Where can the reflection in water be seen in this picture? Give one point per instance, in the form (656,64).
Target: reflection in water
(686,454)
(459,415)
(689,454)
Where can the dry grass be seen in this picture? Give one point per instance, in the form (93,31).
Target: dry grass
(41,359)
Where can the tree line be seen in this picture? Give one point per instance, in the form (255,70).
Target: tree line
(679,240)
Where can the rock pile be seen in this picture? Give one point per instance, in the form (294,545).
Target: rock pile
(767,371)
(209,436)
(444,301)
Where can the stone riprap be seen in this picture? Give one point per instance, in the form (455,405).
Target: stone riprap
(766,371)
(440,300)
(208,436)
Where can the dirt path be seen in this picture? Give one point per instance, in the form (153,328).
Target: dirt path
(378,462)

════════════════════

Repeat the records verbatim, every one of them.

**TASK RESPONSE**
Where can the reflection in water be seen in this picture? Give one point per instance, in the form (656,64).
Target: reflection in water
(686,454)
(459,415)
(689,454)
Where can the dry grass be seen in this picture? Give one point per instance, in the form (93,31).
Target: dry grass
(41,359)
Where can the tree line be seen in this picture? Give one point per instance, in the form (255,70).
Target: tree line
(679,240)
Where can the rock pile be seen in this picture? Give one point per instance, in the form (294,545).
Target: rock pile
(767,371)
(209,436)
(444,301)
Where can the stone riprap be seen in this picture? Give one point per instance, in the form (455,405).
Target: stone riprap
(766,371)
(440,300)
(208,436)
Where can the dirt path be seen in this picture? Give one point per instance, in the form (153,328).
Target: dirt path
(378,462)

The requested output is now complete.